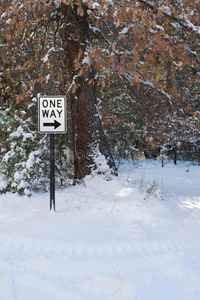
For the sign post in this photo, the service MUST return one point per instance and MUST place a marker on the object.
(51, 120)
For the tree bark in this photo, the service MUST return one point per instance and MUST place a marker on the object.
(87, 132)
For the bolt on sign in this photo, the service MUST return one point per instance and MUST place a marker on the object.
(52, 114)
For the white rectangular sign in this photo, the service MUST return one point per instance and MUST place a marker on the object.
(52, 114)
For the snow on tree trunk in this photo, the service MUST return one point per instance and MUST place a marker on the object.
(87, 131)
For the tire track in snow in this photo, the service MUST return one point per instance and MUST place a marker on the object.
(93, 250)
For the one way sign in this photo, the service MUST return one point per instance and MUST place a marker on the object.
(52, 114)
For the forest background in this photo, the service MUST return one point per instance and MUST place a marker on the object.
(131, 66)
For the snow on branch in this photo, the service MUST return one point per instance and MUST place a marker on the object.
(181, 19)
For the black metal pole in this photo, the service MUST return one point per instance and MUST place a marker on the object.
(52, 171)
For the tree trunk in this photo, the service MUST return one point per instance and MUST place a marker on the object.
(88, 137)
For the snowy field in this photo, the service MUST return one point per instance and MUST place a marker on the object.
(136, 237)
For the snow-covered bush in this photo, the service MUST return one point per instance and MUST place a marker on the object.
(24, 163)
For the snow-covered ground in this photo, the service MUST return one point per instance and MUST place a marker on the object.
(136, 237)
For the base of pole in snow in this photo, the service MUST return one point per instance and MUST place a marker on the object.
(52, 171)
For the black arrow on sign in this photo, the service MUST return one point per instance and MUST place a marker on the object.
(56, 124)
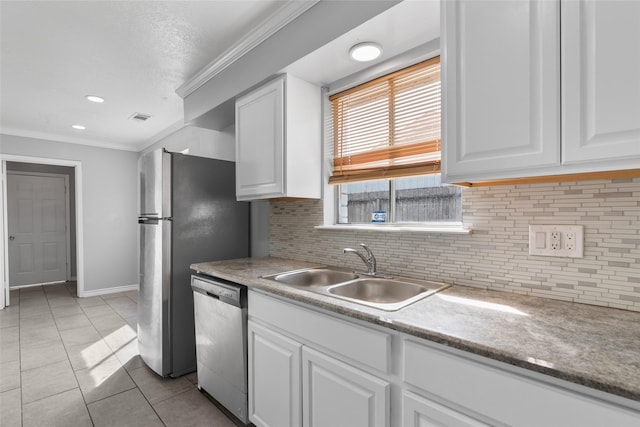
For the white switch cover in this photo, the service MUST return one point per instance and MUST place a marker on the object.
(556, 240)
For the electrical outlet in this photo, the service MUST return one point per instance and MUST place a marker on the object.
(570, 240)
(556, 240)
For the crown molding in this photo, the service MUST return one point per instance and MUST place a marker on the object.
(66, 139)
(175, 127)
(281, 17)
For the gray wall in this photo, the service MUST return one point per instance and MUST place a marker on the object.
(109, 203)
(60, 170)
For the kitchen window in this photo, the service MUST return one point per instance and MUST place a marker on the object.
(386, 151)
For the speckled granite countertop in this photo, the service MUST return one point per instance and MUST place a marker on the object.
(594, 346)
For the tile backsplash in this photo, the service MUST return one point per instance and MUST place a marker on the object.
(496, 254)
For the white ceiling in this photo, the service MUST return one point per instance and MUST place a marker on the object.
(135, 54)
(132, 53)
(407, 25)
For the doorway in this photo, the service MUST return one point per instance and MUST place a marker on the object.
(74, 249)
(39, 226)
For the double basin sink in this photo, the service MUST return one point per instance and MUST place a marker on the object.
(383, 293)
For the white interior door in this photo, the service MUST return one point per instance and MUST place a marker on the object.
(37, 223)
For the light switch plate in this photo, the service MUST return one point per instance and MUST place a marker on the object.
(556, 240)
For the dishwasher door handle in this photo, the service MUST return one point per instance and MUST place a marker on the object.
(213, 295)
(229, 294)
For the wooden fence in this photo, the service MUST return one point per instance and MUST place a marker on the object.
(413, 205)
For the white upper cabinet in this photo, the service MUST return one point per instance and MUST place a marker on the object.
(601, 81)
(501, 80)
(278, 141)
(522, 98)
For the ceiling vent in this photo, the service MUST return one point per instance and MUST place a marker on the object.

|---|

- What the task asks: Revise all of the lines above by changing each "place a marker on" to "put a pin on" and keeping everything else the same. Leave the pictures out of your answer.

- Final result:
For the sign post in this photo, the service MUST return one point per instance and MUST put a pin on the object.
(51, 120)
For the tree bark in this photo, the service MUST return one point per instance and MUST put a pin on the object.
(87, 132)
For the bolt on sign in this photo, the service MUST return one point per instance and MUST put a pin on the object.
(52, 114)
For the white rectangular sign in this photo, the service MUST return one point per instance and MUST put a pin on the object.
(52, 114)
For the snow on tree trunk in this photo, the service MUST return one point per instance and MUST put a pin on the object.
(87, 131)
For the tire track in snow in this photo, the service MUST return one point per instance and MUST put a pin on the object.
(93, 250)
For the one way sign in this photo, the service MUST return one point per instance and MUST put a pin on the object.
(52, 114)
For the forest background in this photo, the service MUST return one point per instance and MUST put a pin on the object.
(131, 66)
For the snow on branch in this photo, the service MUST return one point per instance and MUST put a pin on the object.
(181, 19)
For the black metal pole in this photo, the service MUST return one point per instance and MUST put a pin on the object.
(52, 171)
For the tree trunk in this photo, the service MUST return one point per instance and MUST put a pin on the object.
(88, 137)
For the snowy field in this photo, the service MUST return one point per instance and MUST put a pin on the object.
(136, 237)
For the snow-covered bush in this photo, the service MUST return one point per instance and MUST put a pin on the object.
(24, 163)
For the snow-covered ground in this photo, the service MUST return one point per instance and MUST put a pin on the object.
(136, 237)
For the base of pole in snow in this photo, the service MUST return one point per instance and MUST put a pin on the object.
(52, 171)
For the black arrow on sign in this photo, the service MUST return one point per instance and MUST put a pin on the object.
(56, 124)
For the white switch cover in this photo, the service MUST return one point per instance and MUST put a pin on the object.
(556, 240)
For the electrical outlet in this photo, the service MUST return one point per instance and MUST put a pin on the object.
(570, 240)
(556, 240)
For the crown molding in this photo, the service MUST return one point per instance and MUST put a pin on the object.
(66, 139)
(175, 127)
(281, 17)
For the gray wall in this photo, the service MUST return one point per instance and MUST put a pin on the object.
(109, 203)
(60, 170)
For the kitchen window in this photo, the service MUST return one point per instance and MUST put a pin on the object.
(386, 151)
For the speckled granite countertop in this photo, the service MUST return one point per instance and MUST put a pin on the object.
(594, 346)
For the tile backsplash in this photo, the service MUST return one point per instance and MUST put a pin on the object.
(496, 254)
For the white ceiling in this photo, the service MUST return one point per instance and MUST put a pin on the object.
(135, 54)
(132, 53)
(407, 25)
For the doorway in this photo, the service MUST return one point per instance and MUST put a pin on the object.
(74, 249)
(39, 226)
For the double basin sink in this photo, the service MUST return one point per instance and MUST put a pin on the object.
(383, 293)
For the white interior door in this photo, the service MUST return one point per instance and MUST put a pin on the object.
(37, 223)
For the light switch plate in this photo, the service MUST return one point per instance and MUST put a pin on the object.
(556, 240)
For the dishwasher door handle in this photo, the service MUST return one point per instance and MUST put a pin on the object.
(213, 295)
(229, 294)
For the wooden fence in this photo, the service MUST return one point per instance and MUST put a pin on the object.
(413, 205)
For the white upper cabinet in this photo, the service MUST return one point per instance and MUST put a pin on the object.
(601, 81)
(501, 80)
(278, 141)
(522, 98)
For the ceiling vent in this photo, the service MUST return one point per instance and MUST put a pin on the object.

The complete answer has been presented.